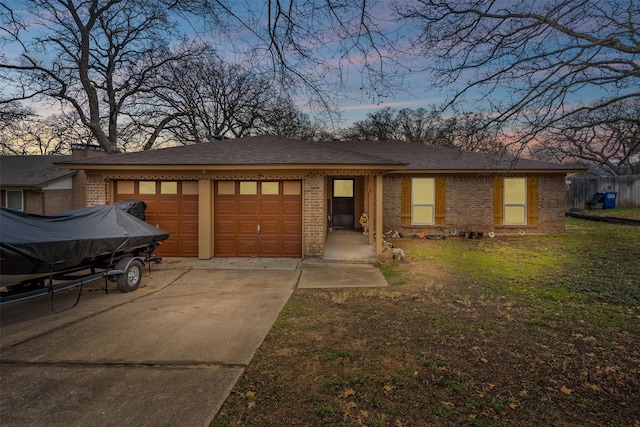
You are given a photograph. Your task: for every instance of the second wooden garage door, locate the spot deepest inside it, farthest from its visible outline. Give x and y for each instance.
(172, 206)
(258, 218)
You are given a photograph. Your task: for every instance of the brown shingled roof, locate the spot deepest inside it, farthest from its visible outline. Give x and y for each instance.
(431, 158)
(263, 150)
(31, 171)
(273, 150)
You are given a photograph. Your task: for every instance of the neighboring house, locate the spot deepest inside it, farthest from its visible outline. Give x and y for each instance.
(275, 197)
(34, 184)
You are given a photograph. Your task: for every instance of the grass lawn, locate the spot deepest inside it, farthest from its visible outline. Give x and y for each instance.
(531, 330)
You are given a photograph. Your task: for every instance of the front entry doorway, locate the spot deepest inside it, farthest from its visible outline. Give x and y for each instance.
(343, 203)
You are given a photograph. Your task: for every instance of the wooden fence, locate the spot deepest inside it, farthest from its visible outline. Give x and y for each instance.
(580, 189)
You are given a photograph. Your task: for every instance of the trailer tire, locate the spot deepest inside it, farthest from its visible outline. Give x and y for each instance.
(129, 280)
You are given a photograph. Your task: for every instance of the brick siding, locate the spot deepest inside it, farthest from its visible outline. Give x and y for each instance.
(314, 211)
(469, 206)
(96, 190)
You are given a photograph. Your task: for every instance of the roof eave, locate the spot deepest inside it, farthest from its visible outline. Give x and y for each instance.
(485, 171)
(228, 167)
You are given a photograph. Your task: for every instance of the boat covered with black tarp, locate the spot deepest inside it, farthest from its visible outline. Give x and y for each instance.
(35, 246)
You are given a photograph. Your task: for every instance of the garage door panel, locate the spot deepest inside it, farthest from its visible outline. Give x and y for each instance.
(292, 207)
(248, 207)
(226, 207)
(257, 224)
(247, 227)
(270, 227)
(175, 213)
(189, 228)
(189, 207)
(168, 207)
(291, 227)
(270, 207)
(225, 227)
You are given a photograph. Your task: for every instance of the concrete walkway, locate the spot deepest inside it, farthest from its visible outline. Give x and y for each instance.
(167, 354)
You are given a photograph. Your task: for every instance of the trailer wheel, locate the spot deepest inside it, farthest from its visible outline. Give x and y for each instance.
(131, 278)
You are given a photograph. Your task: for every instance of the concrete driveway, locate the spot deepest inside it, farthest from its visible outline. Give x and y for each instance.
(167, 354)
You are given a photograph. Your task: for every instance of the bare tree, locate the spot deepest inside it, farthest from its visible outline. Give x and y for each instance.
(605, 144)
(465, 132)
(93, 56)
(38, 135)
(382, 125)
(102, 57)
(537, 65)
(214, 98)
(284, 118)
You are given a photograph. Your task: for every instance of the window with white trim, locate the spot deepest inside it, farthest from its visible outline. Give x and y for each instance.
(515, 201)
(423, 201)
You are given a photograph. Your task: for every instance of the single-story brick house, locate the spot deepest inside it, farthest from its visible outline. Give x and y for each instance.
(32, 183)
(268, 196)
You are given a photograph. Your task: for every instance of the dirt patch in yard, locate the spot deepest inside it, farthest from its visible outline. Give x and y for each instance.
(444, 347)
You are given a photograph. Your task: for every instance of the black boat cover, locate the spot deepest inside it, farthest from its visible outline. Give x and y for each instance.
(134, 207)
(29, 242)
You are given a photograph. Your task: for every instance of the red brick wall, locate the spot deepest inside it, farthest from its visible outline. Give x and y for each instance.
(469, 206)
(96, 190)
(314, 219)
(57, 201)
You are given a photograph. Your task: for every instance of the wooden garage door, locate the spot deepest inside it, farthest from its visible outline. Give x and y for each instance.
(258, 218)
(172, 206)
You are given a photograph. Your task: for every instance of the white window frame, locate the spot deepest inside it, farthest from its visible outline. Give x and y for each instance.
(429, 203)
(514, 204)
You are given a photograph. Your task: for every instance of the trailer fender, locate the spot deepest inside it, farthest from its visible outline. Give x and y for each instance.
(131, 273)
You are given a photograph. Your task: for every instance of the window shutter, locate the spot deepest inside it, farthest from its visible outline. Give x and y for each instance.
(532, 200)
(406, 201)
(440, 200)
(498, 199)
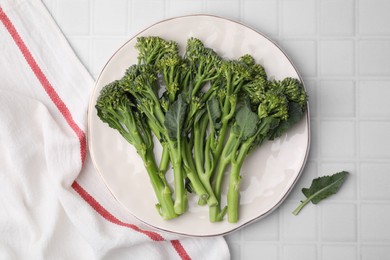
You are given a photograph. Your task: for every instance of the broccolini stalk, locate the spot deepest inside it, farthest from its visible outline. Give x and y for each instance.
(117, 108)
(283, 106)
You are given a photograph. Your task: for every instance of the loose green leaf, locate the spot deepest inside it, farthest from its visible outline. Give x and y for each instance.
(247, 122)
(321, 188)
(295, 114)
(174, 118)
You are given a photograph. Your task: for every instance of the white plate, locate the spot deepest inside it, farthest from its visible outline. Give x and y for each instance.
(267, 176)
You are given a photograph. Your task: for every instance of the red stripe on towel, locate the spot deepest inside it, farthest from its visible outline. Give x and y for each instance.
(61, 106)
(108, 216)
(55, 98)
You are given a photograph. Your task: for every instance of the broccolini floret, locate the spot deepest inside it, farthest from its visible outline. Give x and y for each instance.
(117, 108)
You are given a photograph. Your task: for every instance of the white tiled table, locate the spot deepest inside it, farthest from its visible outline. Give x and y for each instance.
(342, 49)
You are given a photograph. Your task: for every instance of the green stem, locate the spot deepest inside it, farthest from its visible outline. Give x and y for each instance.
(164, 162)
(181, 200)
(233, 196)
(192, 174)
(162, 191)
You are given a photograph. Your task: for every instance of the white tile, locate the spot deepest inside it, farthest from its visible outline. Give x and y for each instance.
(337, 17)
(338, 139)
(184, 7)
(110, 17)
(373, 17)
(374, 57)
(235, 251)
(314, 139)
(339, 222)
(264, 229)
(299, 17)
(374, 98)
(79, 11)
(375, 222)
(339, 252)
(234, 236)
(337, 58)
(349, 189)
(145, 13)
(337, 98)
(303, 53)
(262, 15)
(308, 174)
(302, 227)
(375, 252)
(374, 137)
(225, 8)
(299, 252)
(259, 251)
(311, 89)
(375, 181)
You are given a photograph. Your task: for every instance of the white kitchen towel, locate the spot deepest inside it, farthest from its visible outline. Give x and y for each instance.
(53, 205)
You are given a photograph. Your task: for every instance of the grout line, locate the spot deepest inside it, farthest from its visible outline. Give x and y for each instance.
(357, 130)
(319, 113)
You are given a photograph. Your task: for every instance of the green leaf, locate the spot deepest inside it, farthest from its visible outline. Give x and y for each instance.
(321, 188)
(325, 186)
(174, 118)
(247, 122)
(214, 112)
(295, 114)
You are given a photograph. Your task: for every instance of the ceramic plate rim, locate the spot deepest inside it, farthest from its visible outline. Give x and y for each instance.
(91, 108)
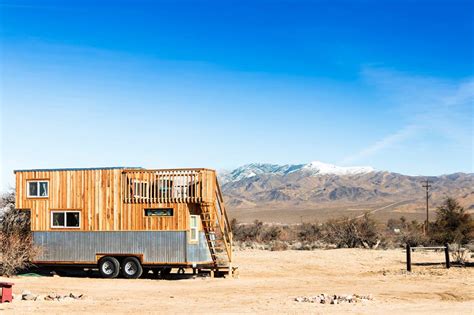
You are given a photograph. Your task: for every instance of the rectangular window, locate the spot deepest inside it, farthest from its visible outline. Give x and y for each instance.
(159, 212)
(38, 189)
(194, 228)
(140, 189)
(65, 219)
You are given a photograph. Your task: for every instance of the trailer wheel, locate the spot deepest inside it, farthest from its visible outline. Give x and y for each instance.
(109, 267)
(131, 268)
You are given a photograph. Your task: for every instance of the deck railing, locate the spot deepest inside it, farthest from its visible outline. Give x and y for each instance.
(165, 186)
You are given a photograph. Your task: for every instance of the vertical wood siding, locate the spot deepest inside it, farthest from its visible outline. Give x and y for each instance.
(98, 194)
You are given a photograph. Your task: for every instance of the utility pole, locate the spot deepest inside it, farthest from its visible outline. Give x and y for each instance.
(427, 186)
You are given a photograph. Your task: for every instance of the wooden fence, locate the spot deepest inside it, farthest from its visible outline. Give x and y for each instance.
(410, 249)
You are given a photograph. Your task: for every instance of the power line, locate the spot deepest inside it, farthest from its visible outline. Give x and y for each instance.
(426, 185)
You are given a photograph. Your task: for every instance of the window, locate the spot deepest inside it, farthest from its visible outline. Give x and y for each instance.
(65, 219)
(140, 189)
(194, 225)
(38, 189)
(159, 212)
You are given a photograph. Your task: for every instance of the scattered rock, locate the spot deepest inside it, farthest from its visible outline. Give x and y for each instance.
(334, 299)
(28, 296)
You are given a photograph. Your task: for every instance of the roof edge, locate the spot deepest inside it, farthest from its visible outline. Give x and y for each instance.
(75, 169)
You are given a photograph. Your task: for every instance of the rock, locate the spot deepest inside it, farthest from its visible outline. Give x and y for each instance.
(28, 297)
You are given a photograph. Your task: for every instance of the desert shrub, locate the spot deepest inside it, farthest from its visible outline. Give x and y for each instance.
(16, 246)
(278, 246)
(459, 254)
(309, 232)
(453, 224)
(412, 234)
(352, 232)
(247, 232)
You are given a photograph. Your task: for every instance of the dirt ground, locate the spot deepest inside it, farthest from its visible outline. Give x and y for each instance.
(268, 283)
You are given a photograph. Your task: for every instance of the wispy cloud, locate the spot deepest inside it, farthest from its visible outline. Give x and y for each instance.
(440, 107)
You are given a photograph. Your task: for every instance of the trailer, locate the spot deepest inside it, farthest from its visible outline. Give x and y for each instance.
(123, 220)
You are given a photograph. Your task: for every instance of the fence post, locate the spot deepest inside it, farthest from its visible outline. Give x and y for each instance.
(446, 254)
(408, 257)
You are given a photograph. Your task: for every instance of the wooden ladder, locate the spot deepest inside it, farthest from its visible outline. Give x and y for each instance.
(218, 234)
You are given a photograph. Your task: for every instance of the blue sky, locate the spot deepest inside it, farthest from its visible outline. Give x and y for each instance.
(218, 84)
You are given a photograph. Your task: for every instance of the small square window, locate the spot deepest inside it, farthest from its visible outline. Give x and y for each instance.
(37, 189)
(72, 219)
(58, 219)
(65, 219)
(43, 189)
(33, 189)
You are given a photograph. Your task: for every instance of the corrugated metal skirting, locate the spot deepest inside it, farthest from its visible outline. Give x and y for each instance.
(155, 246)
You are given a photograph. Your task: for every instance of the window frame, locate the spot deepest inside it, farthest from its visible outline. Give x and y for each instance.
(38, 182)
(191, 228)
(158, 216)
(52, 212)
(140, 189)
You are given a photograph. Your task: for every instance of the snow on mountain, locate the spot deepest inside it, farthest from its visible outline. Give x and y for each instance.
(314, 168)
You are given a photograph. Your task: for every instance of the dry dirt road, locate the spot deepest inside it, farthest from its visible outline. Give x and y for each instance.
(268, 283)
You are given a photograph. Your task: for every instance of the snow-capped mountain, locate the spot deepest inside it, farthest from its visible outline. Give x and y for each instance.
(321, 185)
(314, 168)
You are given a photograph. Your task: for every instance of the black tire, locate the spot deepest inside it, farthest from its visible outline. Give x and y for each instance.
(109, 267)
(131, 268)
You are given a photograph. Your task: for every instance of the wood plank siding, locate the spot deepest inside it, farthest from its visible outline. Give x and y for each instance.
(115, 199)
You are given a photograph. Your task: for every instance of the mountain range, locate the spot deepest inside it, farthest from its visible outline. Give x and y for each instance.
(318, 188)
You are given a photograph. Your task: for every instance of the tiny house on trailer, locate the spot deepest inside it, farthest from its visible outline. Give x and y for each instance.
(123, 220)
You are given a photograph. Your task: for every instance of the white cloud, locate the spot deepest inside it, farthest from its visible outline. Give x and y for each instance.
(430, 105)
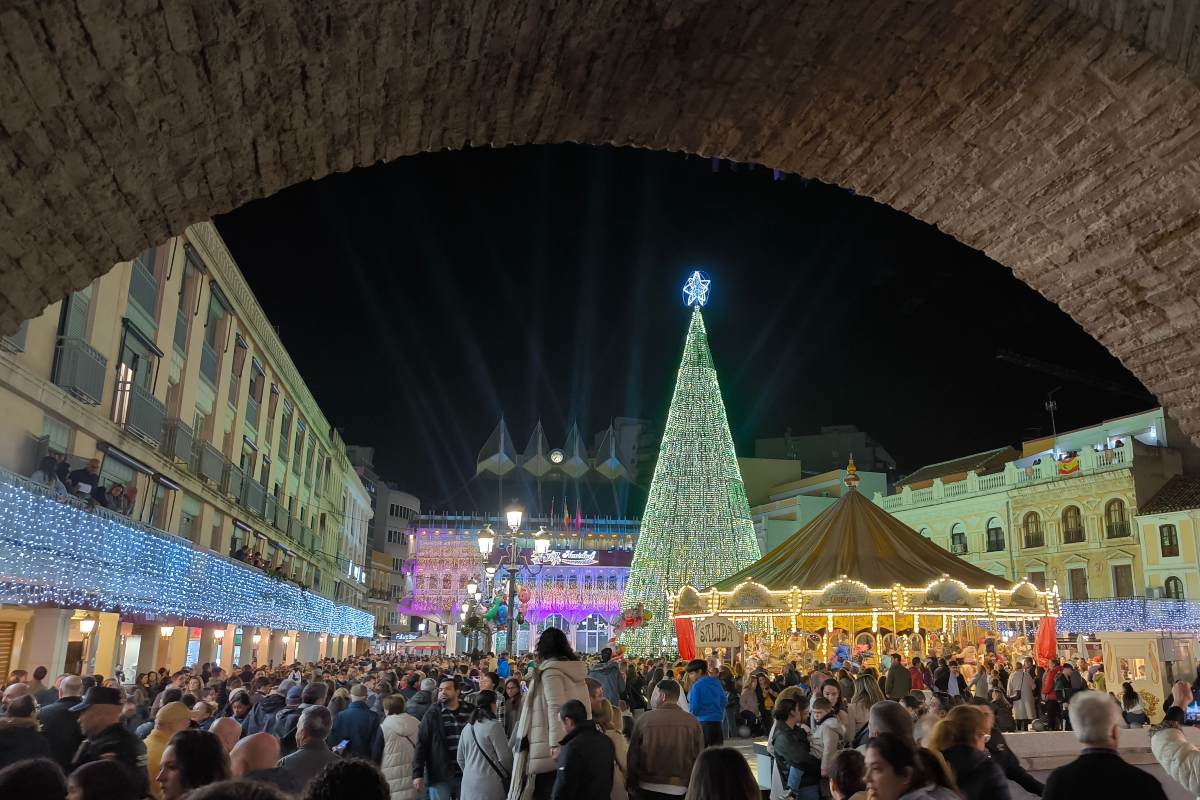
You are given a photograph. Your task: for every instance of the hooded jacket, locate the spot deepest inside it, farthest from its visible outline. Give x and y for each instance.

Written exercise
Rewrite everything from the line containing "of the tiny" down through the end of the records, replacing "white cloud" with "gray cloud" and keeping everything else the same. Omit the pictures from your answer.

Full answer
You are given a photograph. Your task: for every instance of the tiny house on trailer, locate the spot deepest inside it, farthest from its visible outline. Give x and y for each instance.
(123, 220)
You are given a photograph. Your task: for every instance of the gray cloud, locate the spot deepest inside it, farthest from its visible outline. Give x and y for each instance.
(430, 105)
You are given a photograph. Your task: for every instance of the hooded jacket, locate the spot deepest inside it, farthest from its visible outline. Give x and y for each instance.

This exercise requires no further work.